# Document extract:
== Segment start ==

# cost of moving a bathroom upstairs



## Woodmonkey (11 May 2014)

Can anyone tell me roughly how much it would cost to convert an upstairs bedroom into a bathroom? The room is directly above the current downstairs bathroom if that helps? 
Cheers


----------



## Phil Pascoe (11 May 2014)

How wide and how long is this piece of string?


----------



## Woodmonkey (11 May 2014)

Ha yes a bit vague I know...
We have been looking for a house for a while, the houses round here are your typical Georgian terraced many of which have got the bathroom downstairs behind the kitchen, one we looked at yesterday the room to move the bathroom into was 3.2x2.8m, I guess they are all a similar sort of size


----------



## nev (11 May 2014)

If the soil pipe and water feeds can go directly up and through the floor and the loo is not moved to another wall, the answer is probably the cost of your bathroom of choice plus 3 or 4 meters of 15mm, 22mm? and soil pipe.

== Segment end ==

# Prompt 1:
Return each line of the listing that contains the string "clicks".
The thread and the listing come from unrelated sources.

# Data in this exercise:
== Segment start ==

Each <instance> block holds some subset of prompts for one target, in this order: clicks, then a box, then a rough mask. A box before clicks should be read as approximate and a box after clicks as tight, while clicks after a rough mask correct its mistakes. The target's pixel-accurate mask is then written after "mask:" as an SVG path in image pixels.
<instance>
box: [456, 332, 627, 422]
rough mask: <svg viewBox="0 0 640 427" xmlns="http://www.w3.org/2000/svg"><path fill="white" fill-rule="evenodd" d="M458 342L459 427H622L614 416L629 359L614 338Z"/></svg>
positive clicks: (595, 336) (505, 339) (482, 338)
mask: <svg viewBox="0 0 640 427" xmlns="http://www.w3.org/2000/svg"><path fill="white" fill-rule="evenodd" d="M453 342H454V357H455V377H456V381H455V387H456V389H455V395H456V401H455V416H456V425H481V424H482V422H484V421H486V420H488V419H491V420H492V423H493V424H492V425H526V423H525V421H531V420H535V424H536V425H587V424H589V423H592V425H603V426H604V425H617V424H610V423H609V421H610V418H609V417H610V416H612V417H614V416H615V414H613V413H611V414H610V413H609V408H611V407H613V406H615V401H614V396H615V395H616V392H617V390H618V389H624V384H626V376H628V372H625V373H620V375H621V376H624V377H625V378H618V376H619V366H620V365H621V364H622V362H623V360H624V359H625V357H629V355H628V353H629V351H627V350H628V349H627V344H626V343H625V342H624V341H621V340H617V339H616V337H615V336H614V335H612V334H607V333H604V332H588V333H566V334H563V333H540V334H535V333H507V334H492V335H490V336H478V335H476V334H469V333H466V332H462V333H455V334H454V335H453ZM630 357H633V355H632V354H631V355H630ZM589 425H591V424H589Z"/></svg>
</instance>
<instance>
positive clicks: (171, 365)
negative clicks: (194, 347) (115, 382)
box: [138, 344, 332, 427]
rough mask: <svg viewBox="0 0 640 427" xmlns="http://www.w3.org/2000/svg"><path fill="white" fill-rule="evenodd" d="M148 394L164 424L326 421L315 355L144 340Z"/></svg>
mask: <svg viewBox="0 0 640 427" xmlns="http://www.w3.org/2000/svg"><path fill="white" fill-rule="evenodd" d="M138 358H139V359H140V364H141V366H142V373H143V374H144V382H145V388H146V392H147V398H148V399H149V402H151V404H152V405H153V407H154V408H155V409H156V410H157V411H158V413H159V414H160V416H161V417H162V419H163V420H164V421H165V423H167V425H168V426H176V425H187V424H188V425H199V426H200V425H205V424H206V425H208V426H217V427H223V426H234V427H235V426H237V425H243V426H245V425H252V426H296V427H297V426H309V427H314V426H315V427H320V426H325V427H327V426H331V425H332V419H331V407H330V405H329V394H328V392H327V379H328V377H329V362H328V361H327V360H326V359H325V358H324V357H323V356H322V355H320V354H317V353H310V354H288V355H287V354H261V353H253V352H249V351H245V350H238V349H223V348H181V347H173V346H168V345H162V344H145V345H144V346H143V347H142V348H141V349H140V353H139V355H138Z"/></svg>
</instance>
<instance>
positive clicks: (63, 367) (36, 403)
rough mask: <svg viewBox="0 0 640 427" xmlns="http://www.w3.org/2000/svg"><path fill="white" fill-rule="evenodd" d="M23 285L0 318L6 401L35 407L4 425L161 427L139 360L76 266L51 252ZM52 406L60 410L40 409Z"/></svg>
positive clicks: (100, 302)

== Segment end ==

# Prompt 2:
Translate this sentence from the thread on moving a bathroom upstairs into Spanish: "How wide and how long is this piece of string?"

# Answer box 1:
Each <instance> block holds some subset of prompts for one target, in this order: clicks, then a box, then a rough mask. A box before clicks should be read as approximate and a box after clicks as tight, while clicks after a rough mask correct its mistakes. The target's pixel-accurate mask is then written after "mask:" as an SVG path in image pixels.
positive clicks: (595, 336) (505, 339) (482, 338)
positive clicks: (171, 365)
negative clicks: (194, 347) (115, 382)
positive clicks: (63, 367) (36, 403)
positive clicks: (100, 302)

# Answer box 2:
¿Qué tan ancho y qué tan largo es este trozo de cuerda?